Your instructions → Can you copy out, word for word, the lines between the one containing "For every instance of the blue sky, mark" and the one containing "[[211, 430], [597, 278]]", both included?

Dataset entries:
+ + +

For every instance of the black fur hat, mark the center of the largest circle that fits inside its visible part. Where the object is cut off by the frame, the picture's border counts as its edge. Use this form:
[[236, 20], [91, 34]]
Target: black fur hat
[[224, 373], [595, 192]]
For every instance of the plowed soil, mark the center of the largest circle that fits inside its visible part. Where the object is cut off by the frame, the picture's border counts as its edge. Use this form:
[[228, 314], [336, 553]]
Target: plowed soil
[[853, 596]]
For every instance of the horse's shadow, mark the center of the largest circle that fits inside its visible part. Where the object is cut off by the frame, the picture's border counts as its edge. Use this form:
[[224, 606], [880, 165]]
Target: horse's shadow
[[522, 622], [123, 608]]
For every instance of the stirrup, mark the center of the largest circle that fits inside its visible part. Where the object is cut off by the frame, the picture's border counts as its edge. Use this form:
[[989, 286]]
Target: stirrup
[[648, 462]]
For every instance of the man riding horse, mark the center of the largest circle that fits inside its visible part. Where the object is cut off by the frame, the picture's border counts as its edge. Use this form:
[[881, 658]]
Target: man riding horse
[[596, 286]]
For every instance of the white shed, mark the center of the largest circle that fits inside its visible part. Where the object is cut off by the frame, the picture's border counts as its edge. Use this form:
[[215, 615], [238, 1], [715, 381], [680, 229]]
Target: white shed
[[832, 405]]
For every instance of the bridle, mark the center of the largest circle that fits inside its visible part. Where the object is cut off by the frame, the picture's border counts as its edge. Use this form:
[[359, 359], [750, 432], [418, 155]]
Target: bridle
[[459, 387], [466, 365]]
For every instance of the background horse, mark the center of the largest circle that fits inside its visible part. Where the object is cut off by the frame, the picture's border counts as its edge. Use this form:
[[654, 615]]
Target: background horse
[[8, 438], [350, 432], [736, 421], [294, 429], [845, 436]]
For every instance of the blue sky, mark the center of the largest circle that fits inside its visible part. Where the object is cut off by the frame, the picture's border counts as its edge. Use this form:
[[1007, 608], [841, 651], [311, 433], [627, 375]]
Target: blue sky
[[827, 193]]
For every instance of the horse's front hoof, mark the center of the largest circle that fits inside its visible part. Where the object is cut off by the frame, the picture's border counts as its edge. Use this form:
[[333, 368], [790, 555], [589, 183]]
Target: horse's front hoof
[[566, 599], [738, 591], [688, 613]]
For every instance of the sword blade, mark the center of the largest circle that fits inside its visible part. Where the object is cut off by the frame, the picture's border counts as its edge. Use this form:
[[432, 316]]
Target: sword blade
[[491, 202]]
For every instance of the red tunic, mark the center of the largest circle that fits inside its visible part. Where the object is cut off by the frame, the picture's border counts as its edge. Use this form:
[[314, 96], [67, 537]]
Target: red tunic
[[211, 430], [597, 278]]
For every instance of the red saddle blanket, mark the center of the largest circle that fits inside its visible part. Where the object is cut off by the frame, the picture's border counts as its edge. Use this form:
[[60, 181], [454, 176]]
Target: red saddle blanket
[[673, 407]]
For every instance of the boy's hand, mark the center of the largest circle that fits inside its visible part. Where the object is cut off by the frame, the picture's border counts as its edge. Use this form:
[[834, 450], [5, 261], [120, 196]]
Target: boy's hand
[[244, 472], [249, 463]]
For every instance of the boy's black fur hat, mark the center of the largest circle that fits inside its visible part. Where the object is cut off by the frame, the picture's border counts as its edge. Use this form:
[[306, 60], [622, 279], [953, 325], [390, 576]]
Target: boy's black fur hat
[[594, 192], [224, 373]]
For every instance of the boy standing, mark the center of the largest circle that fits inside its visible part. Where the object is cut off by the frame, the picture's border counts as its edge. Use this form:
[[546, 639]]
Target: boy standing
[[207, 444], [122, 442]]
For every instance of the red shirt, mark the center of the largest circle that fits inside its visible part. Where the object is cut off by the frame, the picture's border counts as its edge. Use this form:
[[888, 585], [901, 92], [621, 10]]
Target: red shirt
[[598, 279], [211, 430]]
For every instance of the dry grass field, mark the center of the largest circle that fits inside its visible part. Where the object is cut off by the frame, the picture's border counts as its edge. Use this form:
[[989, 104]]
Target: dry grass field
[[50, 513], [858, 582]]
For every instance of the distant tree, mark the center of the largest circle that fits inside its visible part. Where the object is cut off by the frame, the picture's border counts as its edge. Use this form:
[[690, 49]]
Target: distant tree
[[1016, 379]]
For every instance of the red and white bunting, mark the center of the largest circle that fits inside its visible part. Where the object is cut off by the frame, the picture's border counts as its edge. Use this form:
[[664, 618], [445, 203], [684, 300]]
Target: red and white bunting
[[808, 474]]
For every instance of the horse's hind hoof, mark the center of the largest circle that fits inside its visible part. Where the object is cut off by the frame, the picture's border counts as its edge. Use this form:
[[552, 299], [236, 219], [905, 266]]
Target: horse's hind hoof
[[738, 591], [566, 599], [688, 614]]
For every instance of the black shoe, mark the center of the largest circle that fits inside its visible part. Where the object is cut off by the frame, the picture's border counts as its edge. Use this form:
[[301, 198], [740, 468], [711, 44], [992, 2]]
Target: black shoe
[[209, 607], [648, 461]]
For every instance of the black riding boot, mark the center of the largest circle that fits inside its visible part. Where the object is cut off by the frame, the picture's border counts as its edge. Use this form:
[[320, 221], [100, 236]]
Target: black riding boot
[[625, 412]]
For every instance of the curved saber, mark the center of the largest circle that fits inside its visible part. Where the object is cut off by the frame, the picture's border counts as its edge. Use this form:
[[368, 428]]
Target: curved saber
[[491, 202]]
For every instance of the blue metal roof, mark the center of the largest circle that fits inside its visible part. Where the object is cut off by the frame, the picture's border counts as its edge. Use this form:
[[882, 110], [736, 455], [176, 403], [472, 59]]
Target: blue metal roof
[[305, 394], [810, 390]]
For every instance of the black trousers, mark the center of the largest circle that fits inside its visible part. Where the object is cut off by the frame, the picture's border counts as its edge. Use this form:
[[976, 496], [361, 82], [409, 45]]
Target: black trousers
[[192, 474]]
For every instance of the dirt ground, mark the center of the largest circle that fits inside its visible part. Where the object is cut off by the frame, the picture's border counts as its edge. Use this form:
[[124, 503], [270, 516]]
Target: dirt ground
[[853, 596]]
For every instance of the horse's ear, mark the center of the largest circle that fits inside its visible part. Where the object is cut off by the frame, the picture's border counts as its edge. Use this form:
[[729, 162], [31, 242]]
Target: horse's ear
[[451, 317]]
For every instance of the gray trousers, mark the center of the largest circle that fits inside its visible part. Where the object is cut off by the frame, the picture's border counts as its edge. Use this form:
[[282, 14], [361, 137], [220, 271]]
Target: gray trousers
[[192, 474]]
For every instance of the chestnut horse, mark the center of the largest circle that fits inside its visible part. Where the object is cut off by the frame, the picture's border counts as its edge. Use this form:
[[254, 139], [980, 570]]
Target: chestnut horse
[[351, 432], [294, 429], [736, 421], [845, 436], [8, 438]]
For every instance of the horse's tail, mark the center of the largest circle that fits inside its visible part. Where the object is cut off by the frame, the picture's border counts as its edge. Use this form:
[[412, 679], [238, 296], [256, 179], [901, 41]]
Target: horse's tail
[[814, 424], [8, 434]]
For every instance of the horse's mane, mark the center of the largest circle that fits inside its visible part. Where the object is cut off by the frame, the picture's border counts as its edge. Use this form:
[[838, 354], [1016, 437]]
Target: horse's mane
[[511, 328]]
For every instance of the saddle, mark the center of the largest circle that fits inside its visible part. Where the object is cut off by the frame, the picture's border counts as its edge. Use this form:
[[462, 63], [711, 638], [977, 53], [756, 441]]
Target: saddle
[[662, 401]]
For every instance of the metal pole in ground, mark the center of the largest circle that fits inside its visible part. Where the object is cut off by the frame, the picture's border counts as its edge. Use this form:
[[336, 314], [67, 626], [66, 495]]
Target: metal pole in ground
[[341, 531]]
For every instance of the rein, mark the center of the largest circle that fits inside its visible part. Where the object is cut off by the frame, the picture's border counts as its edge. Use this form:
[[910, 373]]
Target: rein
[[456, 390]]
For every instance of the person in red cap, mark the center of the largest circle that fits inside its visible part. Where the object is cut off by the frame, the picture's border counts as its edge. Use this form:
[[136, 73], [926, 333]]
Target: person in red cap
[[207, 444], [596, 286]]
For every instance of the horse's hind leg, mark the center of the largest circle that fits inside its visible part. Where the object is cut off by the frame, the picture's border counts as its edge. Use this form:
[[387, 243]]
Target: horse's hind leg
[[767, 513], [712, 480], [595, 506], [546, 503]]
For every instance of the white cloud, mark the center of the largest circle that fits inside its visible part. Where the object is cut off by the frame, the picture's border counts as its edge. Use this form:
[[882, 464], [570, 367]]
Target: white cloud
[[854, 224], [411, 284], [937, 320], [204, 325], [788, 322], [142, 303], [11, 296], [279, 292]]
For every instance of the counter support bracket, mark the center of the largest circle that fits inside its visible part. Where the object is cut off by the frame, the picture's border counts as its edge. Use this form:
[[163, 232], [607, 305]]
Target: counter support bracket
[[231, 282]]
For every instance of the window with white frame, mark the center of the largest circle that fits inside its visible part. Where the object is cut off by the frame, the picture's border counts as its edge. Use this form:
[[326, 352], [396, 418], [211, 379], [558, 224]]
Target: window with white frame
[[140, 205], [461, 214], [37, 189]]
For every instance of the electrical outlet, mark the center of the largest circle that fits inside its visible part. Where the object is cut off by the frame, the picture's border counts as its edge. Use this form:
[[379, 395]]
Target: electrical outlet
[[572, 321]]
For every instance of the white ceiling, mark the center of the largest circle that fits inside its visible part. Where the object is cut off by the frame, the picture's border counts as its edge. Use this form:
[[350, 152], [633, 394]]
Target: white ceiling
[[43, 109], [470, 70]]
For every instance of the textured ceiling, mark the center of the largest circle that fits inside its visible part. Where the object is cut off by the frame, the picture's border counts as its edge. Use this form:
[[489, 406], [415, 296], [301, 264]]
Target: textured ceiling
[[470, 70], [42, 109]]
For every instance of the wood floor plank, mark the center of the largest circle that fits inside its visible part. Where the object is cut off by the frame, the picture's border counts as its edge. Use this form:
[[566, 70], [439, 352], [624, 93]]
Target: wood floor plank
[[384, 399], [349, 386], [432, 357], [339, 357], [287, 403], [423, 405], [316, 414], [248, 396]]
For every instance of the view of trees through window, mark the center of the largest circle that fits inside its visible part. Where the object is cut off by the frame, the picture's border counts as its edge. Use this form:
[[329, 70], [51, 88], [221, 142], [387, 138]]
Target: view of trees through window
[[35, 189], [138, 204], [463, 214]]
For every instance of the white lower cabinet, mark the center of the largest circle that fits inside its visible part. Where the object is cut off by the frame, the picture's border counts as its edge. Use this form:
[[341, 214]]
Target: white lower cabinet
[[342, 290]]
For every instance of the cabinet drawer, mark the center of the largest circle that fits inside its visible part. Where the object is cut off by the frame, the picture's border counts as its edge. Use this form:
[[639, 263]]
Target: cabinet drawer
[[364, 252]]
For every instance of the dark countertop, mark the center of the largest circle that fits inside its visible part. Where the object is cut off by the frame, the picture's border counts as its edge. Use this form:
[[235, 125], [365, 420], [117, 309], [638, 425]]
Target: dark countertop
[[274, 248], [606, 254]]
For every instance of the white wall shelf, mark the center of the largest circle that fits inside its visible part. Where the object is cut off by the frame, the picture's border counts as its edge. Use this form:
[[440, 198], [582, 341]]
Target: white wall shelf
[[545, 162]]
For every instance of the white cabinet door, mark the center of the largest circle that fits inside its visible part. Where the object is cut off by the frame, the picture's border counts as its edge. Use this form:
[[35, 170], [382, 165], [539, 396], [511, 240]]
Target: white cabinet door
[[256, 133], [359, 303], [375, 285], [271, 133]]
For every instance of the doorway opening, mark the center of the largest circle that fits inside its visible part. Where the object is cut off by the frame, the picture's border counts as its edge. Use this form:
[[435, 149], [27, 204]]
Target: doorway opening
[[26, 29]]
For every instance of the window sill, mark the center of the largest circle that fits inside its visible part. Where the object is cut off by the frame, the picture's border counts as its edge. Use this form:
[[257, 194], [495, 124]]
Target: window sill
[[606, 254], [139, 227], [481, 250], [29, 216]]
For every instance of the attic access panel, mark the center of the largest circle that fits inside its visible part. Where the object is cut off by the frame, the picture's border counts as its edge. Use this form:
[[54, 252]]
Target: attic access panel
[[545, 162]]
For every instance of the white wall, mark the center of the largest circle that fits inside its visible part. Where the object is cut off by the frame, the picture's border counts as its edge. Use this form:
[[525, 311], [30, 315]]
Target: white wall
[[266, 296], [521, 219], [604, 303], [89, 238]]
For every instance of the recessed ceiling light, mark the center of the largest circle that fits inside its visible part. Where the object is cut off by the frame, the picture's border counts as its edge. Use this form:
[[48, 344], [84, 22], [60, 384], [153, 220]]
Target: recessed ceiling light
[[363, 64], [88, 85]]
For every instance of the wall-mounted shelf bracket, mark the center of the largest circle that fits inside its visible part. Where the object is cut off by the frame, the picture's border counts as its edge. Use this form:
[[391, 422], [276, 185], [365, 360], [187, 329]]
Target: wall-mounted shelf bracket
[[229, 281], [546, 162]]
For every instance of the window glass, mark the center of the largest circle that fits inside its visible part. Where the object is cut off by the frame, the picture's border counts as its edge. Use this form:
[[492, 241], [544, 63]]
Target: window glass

+ + +

Exercise response →
For every instance of the blue sky, mark the center of the largest circle that fits inside its visible part. Where the object is cut off by the frame, the picture's border counts as its edge. Use this form:
[[1007, 608], [841, 651], [311, 433], [627, 375]]
Target: blue sky
[[827, 193]]
For every instance of the horse's front hoof, mark the center of the largest circle that fits inside its visible part. Where the object is cut off by the frame, the picture's border counts as its edge. Use this form:
[[333, 368], [790, 555], [589, 183]]
Target: horse's front hoof
[[566, 599], [738, 591], [688, 613]]
For every instance of the sword blade, mark the center of the largest circle that fits inside its visible part. Where the object is cut off by the frame, the picture's border counts as its edge. Use this form:
[[432, 316]]
Target: sword blade
[[491, 202]]
For every instance of the red tunic, mark the center of the largest circle that fits inside its visible part. Where the object is cut off by the frame, the picture's border counts as its edge. Use this form:
[[314, 96], [67, 537]]
Target: red tunic
[[211, 430], [597, 278]]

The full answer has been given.